**CONSIGNES**
A) Selon la complainte de Mandrin, dans quelle foire les robes et les manteaux sont-ils vendus ?
B) Recopiez fidèlement le passage de la complainte de Mandrin qui va de « J'entrai dedans sa » jusqu'à « chargeai trois chariots. » inclus.

**TEXTE SOURCE**
Avec la chorale Rojinegra : La complainte de Mandrin

Publié le 30 Juillet 2022

 

Nous étions vingt ou trente
Brigands dans une bande,
Tous habillés de blanc
A la mode des, vous m'entendez,
Tous habillés de blanc
A la mode des marchands.

La première volerie
Que je fis dans ma vie,
C'est d'avoir goupillé
La bourse d'un, vous m'entendez,
C'est d'avoir goupillé
La bourse d'un curé.

J'entrai dedans sa chambre,
Mon Dieu, qu'elle était grande,
J'y trouvai mille écus,
Je mis la main, vous m'entendez,
J'y trouvai mille écus,
Je mis la main dessus.

J'entrai dedans une autre
Mon Dieu, qu'elle était haute,
De robes et de manteaux
J'en chargeai trois, vous m'entendez,
De robes et de manteaux
J'en chargeai trois chariots.

Je les portai pour vendre
A la foire de Hollande
J'les vendis bon marché
Ils m'avaient rien, vous m'entendez,
J'les vendis bon marché
Ils m'avaient rien coûté.

**EXTRAIT DES DONNÉES**
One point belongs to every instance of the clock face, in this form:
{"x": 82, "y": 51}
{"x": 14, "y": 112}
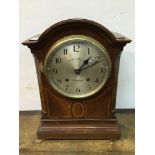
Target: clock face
{"x": 77, "y": 66}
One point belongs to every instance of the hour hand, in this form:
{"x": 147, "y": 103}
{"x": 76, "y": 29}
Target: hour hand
{"x": 94, "y": 63}
{"x": 85, "y": 62}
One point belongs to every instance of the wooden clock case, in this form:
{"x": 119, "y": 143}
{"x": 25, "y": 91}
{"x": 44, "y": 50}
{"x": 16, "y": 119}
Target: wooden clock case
{"x": 88, "y": 118}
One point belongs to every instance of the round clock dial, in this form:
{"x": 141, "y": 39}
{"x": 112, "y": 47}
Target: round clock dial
{"x": 77, "y": 66}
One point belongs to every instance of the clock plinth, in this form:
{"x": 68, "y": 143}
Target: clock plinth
{"x": 79, "y": 129}
{"x": 72, "y": 107}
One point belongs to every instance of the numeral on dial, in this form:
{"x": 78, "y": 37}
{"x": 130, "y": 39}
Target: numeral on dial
{"x": 55, "y": 70}
{"x": 76, "y": 48}
{"x": 58, "y": 60}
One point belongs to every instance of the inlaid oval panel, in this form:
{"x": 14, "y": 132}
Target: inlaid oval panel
{"x": 78, "y": 109}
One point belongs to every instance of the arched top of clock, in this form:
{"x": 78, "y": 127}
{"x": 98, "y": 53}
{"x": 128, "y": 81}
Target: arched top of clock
{"x": 77, "y": 26}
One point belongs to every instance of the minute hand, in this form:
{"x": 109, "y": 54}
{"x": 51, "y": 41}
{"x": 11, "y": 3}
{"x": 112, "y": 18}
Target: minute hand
{"x": 93, "y": 64}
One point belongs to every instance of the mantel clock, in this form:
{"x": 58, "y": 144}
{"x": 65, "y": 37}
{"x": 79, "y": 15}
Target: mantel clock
{"x": 77, "y": 64}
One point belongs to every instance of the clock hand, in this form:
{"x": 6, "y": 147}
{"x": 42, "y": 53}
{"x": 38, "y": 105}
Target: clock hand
{"x": 85, "y": 62}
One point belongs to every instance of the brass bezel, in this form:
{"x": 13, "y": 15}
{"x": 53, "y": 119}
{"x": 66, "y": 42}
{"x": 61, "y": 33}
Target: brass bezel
{"x": 77, "y": 37}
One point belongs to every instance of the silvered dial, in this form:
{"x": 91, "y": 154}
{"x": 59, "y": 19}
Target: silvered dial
{"x": 77, "y": 66}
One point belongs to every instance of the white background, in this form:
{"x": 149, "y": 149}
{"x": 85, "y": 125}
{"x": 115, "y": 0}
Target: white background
{"x": 145, "y": 77}
{"x": 37, "y": 15}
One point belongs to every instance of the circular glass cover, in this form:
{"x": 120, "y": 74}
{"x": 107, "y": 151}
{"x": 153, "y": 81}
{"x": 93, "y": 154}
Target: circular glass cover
{"x": 77, "y": 66}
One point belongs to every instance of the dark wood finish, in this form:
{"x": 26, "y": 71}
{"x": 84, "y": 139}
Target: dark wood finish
{"x": 88, "y": 118}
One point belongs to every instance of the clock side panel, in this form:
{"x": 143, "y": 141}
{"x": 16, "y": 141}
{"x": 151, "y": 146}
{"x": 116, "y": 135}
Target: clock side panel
{"x": 98, "y": 107}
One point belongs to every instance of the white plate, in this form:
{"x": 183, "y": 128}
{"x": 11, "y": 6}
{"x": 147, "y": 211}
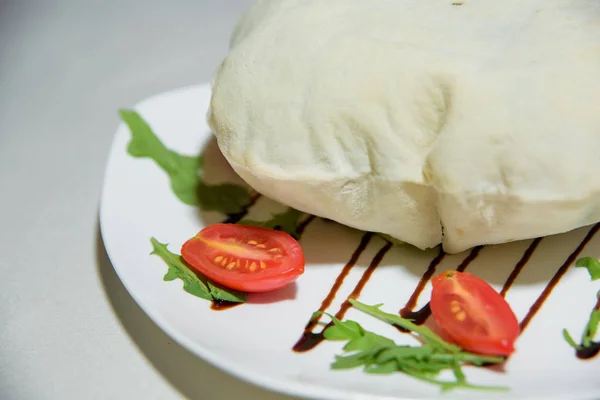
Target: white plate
{"x": 254, "y": 341}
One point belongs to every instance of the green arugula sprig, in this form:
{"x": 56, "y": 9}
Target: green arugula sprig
{"x": 380, "y": 355}
{"x": 592, "y": 265}
{"x": 593, "y": 324}
{"x": 193, "y": 283}
{"x": 185, "y": 172}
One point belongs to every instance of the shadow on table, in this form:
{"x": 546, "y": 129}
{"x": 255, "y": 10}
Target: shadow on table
{"x": 191, "y": 376}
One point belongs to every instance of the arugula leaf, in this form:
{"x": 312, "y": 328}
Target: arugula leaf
{"x": 192, "y": 283}
{"x": 177, "y": 270}
{"x": 286, "y": 221}
{"x": 591, "y": 328}
{"x": 380, "y": 355}
{"x": 185, "y": 172}
{"x": 592, "y": 265}
{"x": 394, "y": 319}
{"x": 569, "y": 339}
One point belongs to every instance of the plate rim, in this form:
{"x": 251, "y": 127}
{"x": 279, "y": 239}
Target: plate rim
{"x": 281, "y": 385}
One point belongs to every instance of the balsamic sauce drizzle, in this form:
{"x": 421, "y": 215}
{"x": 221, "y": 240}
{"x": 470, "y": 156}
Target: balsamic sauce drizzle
{"x": 220, "y": 305}
{"x": 419, "y": 317}
{"x": 309, "y": 339}
{"x": 556, "y": 278}
{"x": 519, "y": 267}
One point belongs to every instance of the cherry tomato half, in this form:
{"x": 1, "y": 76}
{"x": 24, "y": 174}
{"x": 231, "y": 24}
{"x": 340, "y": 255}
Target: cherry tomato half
{"x": 472, "y": 314}
{"x": 246, "y": 258}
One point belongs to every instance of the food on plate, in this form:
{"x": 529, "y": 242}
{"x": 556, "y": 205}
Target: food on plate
{"x": 193, "y": 283}
{"x": 377, "y": 354}
{"x": 247, "y": 258}
{"x": 592, "y": 265}
{"x": 426, "y": 121}
{"x": 588, "y": 348}
{"x": 185, "y": 172}
{"x": 472, "y": 314}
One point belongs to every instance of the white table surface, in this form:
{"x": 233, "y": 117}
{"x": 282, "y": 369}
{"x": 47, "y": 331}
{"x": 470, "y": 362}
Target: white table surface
{"x": 68, "y": 328}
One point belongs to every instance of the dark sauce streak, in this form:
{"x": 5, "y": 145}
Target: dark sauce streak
{"x": 556, "y": 278}
{"x": 589, "y": 352}
{"x": 419, "y": 317}
{"x": 302, "y": 226}
{"x": 363, "y": 280}
{"x": 519, "y": 267}
{"x": 220, "y": 305}
{"x": 414, "y": 298}
{"x": 309, "y": 339}
{"x": 237, "y": 217}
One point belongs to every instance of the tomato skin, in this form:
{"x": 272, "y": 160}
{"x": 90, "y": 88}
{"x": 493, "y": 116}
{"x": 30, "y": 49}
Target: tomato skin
{"x": 246, "y": 258}
{"x": 470, "y": 313}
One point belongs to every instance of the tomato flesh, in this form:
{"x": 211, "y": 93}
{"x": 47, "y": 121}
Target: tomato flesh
{"x": 247, "y": 258}
{"x": 472, "y": 314}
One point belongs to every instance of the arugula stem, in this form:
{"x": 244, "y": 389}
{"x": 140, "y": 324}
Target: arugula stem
{"x": 394, "y": 319}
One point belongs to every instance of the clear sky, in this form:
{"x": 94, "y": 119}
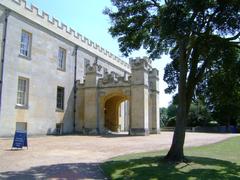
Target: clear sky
{"x": 86, "y": 17}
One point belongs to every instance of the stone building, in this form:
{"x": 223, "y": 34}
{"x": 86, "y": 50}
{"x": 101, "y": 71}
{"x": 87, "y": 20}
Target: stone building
{"x": 54, "y": 79}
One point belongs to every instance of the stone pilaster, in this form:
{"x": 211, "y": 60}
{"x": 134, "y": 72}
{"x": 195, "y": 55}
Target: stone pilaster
{"x": 91, "y": 101}
{"x": 154, "y": 101}
{"x": 139, "y": 124}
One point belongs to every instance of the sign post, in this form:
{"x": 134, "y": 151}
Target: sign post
{"x": 20, "y": 140}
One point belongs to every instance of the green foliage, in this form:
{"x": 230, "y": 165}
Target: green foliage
{"x": 196, "y": 34}
{"x": 216, "y": 161}
{"x": 221, "y": 88}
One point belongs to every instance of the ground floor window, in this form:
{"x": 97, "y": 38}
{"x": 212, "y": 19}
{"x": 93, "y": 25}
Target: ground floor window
{"x": 60, "y": 98}
{"x": 22, "y": 93}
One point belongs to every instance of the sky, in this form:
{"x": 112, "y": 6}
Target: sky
{"x": 86, "y": 17}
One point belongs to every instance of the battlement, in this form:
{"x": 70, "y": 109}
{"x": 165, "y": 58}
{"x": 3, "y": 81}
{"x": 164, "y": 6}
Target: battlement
{"x": 43, "y": 19}
{"x": 154, "y": 73}
{"x": 139, "y": 62}
{"x": 110, "y": 80}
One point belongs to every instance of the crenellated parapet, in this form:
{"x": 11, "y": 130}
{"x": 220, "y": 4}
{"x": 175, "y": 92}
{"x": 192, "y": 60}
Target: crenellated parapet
{"x": 140, "y": 63}
{"x": 43, "y": 19}
{"x": 109, "y": 80}
{"x": 154, "y": 73}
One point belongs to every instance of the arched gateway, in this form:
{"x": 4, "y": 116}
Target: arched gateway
{"x": 99, "y": 99}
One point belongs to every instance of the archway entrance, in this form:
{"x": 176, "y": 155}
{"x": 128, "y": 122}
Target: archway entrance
{"x": 116, "y": 113}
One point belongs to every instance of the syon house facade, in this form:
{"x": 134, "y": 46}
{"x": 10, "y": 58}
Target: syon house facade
{"x": 54, "y": 80}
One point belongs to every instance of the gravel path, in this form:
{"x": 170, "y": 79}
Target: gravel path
{"x": 78, "y": 157}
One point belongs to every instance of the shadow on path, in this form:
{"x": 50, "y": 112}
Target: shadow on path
{"x": 58, "y": 171}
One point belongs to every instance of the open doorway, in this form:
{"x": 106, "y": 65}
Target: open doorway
{"x": 116, "y": 114}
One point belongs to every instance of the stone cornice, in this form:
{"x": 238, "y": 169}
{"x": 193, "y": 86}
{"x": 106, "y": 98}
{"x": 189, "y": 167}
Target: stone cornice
{"x": 43, "y": 19}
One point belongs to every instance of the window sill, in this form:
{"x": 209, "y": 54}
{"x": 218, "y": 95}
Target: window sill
{"x": 18, "y": 106}
{"x": 25, "y": 57}
{"x": 63, "y": 70}
{"x": 59, "y": 110}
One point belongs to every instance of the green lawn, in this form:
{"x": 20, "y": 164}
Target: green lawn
{"x": 216, "y": 161}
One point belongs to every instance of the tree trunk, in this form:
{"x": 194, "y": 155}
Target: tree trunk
{"x": 176, "y": 152}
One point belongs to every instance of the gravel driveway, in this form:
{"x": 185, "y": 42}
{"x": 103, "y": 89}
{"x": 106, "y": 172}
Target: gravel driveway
{"x": 78, "y": 157}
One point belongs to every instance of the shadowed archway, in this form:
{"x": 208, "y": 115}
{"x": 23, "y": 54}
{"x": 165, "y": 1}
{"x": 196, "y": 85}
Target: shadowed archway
{"x": 112, "y": 111}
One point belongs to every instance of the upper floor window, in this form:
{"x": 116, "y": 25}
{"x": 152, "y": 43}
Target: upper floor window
{"x": 105, "y": 70}
{"x": 61, "y": 59}
{"x": 22, "y": 93}
{"x": 86, "y": 64}
{"x": 26, "y": 40}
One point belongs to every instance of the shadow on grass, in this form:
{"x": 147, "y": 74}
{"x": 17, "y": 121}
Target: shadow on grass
{"x": 57, "y": 171}
{"x": 157, "y": 168}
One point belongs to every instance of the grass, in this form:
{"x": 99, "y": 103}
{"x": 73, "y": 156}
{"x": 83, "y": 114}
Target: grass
{"x": 215, "y": 161}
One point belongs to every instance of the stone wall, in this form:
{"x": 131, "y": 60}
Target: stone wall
{"x": 44, "y": 77}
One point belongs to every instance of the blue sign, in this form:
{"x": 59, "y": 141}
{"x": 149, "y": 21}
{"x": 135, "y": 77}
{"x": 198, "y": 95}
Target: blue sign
{"x": 20, "y": 139}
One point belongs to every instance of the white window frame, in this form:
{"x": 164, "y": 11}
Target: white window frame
{"x": 61, "y": 63}
{"x": 26, "y": 43}
{"x": 22, "y": 92}
{"x": 60, "y": 102}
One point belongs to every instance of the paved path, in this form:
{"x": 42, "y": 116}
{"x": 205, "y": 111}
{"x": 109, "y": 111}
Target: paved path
{"x": 77, "y": 157}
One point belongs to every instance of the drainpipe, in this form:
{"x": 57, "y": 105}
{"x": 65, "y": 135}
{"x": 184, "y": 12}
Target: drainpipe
{"x": 75, "y": 89}
{"x": 3, "y": 53}
{"x": 97, "y": 101}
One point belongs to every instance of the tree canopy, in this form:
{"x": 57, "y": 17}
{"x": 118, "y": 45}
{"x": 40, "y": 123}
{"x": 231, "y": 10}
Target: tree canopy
{"x": 196, "y": 34}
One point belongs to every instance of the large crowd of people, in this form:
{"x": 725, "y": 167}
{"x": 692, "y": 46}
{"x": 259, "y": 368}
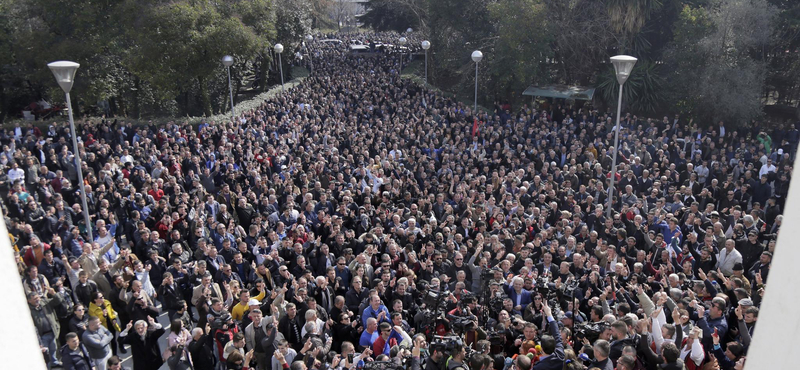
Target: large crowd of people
{"x": 360, "y": 220}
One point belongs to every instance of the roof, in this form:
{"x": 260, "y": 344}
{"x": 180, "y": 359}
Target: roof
{"x": 560, "y": 91}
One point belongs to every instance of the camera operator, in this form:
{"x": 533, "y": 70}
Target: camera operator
{"x": 436, "y": 358}
{"x": 464, "y": 322}
{"x": 552, "y": 346}
{"x": 457, "y": 359}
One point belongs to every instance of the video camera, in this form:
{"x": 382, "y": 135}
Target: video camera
{"x": 447, "y": 345}
{"x": 590, "y": 331}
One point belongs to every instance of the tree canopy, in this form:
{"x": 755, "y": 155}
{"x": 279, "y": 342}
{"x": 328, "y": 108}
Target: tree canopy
{"x": 143, "y": 57}
{"x": 728, "y": 57}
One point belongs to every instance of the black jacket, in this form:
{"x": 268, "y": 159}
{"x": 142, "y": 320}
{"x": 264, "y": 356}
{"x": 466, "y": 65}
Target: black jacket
{"x": 76, "y": 360}
{"x": 202, "y": 357}
{"x": 555, "y": 361}
{"x": 147, "y": 353}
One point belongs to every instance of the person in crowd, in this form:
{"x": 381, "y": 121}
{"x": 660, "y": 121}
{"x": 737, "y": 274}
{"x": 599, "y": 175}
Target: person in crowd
{"x": 335, "y": 217}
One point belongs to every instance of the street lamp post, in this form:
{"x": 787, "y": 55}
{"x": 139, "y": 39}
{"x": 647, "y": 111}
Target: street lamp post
{"x": 623, "y": 65}
{"x": 310, "y": 38}
{"x": 227, "y": 61}
{"x": 476, "y": 57}
{"x": 425, "y": 46}
{"x": 279, "y": 50}
{"x": 402, "y": 42}
{"x": 64, "y": 72}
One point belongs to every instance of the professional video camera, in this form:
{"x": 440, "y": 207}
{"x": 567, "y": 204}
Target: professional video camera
{"x": 434, "y": 311}
{"x": 447, "y": 344}
{"x": 382, "y": 365}
{"x": 590, "y": 331}
{"x": 464, "y": 320}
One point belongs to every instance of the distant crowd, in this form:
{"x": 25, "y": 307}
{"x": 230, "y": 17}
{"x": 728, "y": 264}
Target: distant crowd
{"x": 360, "y": 220}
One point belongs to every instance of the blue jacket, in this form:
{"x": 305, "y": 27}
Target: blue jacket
{"x": 369, "y": 312}
{"x": 524, "y": 296}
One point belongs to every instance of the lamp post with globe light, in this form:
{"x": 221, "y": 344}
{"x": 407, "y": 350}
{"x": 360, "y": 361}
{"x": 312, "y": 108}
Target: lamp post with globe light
{"x": 64, "y": 71}
{"x": 310, "y": 38}
{"x": 476, "y": 57}
{"x": 227, "y": 61}
{"x": 425, "y": 46}
{"x": 623, "y": 65}
{"x": 402, "y": 41}
{"x": 279, "y": 50}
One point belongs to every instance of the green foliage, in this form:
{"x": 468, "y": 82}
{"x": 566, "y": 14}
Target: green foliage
{"x": 179, "y": 45}
{"x": 387, "y": 15}
{"x": 520, "y": 50}
{"x": 713, "y": 63}
{"x": 707, "y": 57}
{"x": 142, "y": 57}
{"x": 642, "y": 92}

**RÉPONSES ATTENDUES**
A) À la foire de Hollande.

B)
J'entrai dedans sa chambre,
Mon Dieu, qu'elle était grande,
J'y trouvai mille écus,
Je mis la main, vous m'entendez,
J'y trouvai mille écus,
Je mis la main dessus.

J'entrai dedans une autre
Mon Dieu, qu'elle était haute,
De robes et de manteaux
J'en chargeai trois, vous m'entendez,
De robes et de manteaux
J'en chargeai trois chariots.